● What this task involves
Output all entries precisely and leave out the pictures.

● Excerpted data
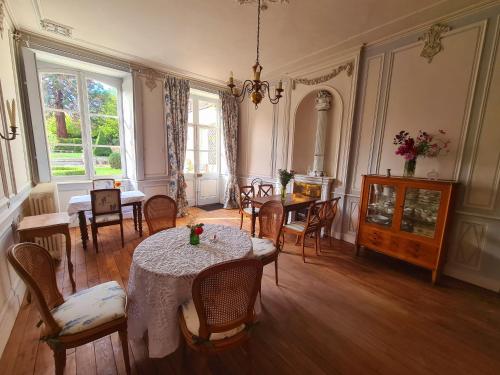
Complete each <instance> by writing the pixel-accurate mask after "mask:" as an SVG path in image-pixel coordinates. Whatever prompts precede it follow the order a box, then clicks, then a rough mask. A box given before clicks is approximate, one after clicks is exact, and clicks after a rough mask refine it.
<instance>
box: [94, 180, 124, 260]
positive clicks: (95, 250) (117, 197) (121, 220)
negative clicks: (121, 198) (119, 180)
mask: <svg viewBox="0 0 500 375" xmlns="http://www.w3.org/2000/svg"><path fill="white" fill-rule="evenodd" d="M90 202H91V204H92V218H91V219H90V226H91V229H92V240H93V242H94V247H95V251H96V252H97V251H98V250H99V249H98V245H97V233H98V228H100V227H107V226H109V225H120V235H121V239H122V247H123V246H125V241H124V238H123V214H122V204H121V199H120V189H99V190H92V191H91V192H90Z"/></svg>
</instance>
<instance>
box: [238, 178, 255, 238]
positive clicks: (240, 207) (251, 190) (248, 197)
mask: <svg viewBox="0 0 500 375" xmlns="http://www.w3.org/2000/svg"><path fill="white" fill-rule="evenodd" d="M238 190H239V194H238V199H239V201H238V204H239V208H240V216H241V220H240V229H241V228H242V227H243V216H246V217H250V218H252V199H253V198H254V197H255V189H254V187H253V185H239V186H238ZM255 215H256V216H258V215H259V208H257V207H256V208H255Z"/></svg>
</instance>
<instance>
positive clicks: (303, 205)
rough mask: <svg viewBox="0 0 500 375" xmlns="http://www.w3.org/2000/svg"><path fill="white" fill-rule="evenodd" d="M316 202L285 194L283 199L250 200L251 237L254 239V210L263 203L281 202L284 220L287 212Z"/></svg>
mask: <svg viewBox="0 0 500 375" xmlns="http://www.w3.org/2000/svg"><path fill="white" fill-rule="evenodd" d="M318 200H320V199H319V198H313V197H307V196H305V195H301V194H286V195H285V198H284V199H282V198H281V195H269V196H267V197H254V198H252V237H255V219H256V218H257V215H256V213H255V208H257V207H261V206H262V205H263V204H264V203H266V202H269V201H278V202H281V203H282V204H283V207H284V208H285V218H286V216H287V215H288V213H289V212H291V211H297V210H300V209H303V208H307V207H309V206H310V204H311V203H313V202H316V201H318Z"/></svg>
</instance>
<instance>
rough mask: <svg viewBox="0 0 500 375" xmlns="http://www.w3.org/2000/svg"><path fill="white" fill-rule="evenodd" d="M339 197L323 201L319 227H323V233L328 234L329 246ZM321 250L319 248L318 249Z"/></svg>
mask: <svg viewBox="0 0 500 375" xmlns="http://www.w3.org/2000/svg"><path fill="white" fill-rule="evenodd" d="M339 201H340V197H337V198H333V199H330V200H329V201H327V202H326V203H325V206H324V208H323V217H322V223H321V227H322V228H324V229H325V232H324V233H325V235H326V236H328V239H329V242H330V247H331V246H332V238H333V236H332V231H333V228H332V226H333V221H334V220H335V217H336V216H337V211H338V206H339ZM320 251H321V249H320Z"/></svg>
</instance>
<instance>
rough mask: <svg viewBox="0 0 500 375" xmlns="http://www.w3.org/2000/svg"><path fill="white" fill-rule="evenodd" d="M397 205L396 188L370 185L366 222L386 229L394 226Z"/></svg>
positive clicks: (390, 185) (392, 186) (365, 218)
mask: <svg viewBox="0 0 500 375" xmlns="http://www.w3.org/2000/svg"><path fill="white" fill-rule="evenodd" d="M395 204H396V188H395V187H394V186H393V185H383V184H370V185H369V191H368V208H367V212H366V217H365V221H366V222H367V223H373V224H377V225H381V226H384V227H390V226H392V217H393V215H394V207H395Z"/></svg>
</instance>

● Written response
Complete each <instance> by writing the pixel-accurate mask after "mask:" as an SVG path in image-pixel coordinates. Whatever prompts precede it follow the order a box, then clicks, then a rough mask. A box given before clicks is approximate, one after clicks is exact, and clicks after a rough mask refine it.
<instance>
box: [94, 180, 124, 260]
positive clicks: (95, 250) (117, 197) (121, 220)
negative clicks: (121, 198) (119, 180)
mask: <svg viewBox="0 0 500 375" xmlns="http://www.w3.org/2000/svg"><path fill="white" fill-rule="evenodd" d="M90 202H91V204H92V218H91V219H90V226H91V229H92V240H93V242H94V247H95V251H96V252H97V251H98V250H99V249H98V245H97V233H98V228H100V227H107V226H109V225H120V235H121V239H122V247H123V246H125V241H124V238H123V214H122V204H121V199H120V189H99V190H92V191H91V192H90Z"/></svg>
</instance>
<instance>
box: [238, 178, 255, 238]
positive clicks: (240, 207) (251, 190) (248, 197)
mask: <svg viewBox="0 0 500 375" xmlns="http://www.w3.org/2000/svg"><path fill="white" fill-rule="evenodd" d="M238 190H239V194H238V199H239V201H238V204H239V208H240V216H241V220H240V229H241V228H242V227H243V216H246V217H250V218H252V199H253V198H254V197H255V189H254V187H253V185H239V186H238ZM255 215H256V216H258V215H259V208H257V207H256V208H255Z"/></svg>
</instance>
<instance>
positive clicks: (303, 205)
rough mask: <svg viewBox="0 0 500 375" xmlns="http://www.w3.org/2000/svg"><path fill="white" fill-rule="evenodd" d="M316 202L285 194L283 199L250 200L251 237L254 239V210L263 203L281 202L284 220L287 212Z"/></svg>
mask: <svg viewBox="0 0 500 375" xmlns="http://www.w3.org/2000/svg"><path fill="white" fill-rule="evenodd" d="M318 200H320V199H319V198H313V197H307V196H305V195H301V194H286V195H285V198H284V199H282V198H281V195H269V196H267V197H254V198H252V237H255V219H256V218H257V215H256V213H255V208H257V207H261V206H262V205H263V204H264V203H266V202H269V201H278V202H281V203H282V204H283V207H284V208H285V218H286V216H287V215H288V213H289V212H291V211H297V210H300V209H303V208H307V207H309V206H310V204H311V203H313V202H316V201H318Z"/></svg>
</instance>
<instance>
rough mask: <svg viewBox="0 0 500 375" xmlns="http://www.w3.org/2000/svg"><path fill="white" fill-rule="evenodd" d="M339 197L323 201L319 227H323V233L328 234L329 246ZM321 250L319 248L318 249Z"/></svg>
mask: <svg viewBox="0 0 500 375" xmlns="http://www.w3.org/2000/svg"><path fill="white" fill-rule="evenodd" d="M339 201H340V197H337V198H333V199H330V200H329V201H327V202H326V203H325V206H324V208H323V217H322V223H321V227H322V228H324V229H325V232H324V233H325V235H326V236H328V239H329V242H330V247H331V246H332V238H333V236H332V231H333V228H332V226H333V221H334V220H335V217H336V216H337V211H338V206H339ZM320 251H321V249H320Z"/></svg>
</instance>
<instance>
rough mask: <svg viewBox="0 0 500 375" xmlns="http://www.w3.org/2000/svg"><path fill="white" fill-rule="evenodd" d="M397 205L396 188L370 185L366 222L386 229L394 226Z"/></svg>
positive clicks: (390, 185) (392, 186) (365, 218)
mask: <svg viewBox="0 0 500 375" xmlns="http://www.w3.org/2000/svg"><path fill="white" fill-rule="evenodd" d="M395 204H396V188H395V187H394V186H393V185H383V184H370V185H369V191H368V208H367V212H366V217H365V221H366V222H367V223H373V224H377V225H381V226H384V227H390V226H392V217H393V215H394V207H395Z"/></svg>
</instance>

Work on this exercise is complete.